(begin)

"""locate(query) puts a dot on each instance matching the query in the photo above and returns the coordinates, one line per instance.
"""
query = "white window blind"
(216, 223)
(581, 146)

(end)

Copy these rows word for word.

"""locate(query) puts a dot on each instance matching the query in the photo above and returns the coordinates, one line per instance.
"""
query = "white window blind"
(216, 223)
(581, 146)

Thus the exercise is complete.